Work to be completed: Return, unchanged, the lines of the listing below starting at the line containing "If you could tag the dark" and ending at the line containing "<point>145,109</point>", both included.

— START OF Material provided —

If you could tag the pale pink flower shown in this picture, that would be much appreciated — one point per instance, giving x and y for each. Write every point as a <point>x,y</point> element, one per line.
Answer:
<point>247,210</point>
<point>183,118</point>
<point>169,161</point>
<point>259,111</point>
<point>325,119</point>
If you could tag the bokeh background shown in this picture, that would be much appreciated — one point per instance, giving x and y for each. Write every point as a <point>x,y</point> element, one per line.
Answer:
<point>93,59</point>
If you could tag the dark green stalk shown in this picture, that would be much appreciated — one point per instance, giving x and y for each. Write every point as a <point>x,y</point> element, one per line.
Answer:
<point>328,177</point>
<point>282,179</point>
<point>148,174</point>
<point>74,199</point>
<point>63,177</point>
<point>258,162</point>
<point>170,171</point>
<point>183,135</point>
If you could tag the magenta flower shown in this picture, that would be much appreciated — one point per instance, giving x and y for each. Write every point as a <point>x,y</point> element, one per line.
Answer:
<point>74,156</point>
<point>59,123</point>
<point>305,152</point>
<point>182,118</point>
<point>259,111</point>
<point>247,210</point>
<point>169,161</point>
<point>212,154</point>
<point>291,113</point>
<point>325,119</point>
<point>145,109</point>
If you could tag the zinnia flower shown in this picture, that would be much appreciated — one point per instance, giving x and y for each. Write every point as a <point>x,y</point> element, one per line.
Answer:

— END OF Material provided —
— START OF Material provided —

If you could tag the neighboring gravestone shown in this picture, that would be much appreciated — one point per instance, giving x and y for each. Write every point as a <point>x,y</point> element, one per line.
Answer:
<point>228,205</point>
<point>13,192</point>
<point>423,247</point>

— END OF Material provided —
— START OF Material provided —

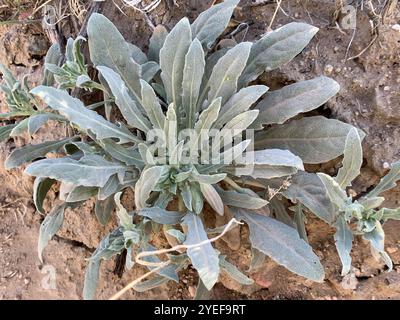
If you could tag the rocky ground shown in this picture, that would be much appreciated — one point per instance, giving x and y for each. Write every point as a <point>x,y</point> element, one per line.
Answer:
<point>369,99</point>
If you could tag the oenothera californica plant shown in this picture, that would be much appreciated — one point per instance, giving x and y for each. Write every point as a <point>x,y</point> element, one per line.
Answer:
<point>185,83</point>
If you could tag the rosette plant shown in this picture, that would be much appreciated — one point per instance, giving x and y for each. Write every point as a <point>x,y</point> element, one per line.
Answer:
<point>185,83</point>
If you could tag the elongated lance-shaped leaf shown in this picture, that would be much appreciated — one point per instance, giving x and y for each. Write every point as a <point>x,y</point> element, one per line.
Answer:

— END OF Material provided —

Task result:
If you could tag the dark green stalk shown in this picture, that would be much appreciated — one point per instance, giving x and y for each. Write every point as a <point>x,y</point> element, one per line.
Answer:
<point>328,177</point>
<point>282,179</point>
<point>148,174</point>
<point>74,199</point>
<point>63,177</point>
<point>258,162</point>
<point>170,171</point>
<point>183,135</point>
If you could tag the magenta flower shown in this picture, that would be much appreciated — one point per instance, giving x and y for each. Write every point as a <point>x,y</point> element, one per line.
Answer:
<point>74,156</point>
<point>59,123</point>
<point>305,152</point>
<point>182,118</point>
<point>259,111</point>
<point>247,210</point>
<point>169,161</point>
<point>212,154</point>
<point>291,113</point>
<point>325,119</point>
<point>145,109</point>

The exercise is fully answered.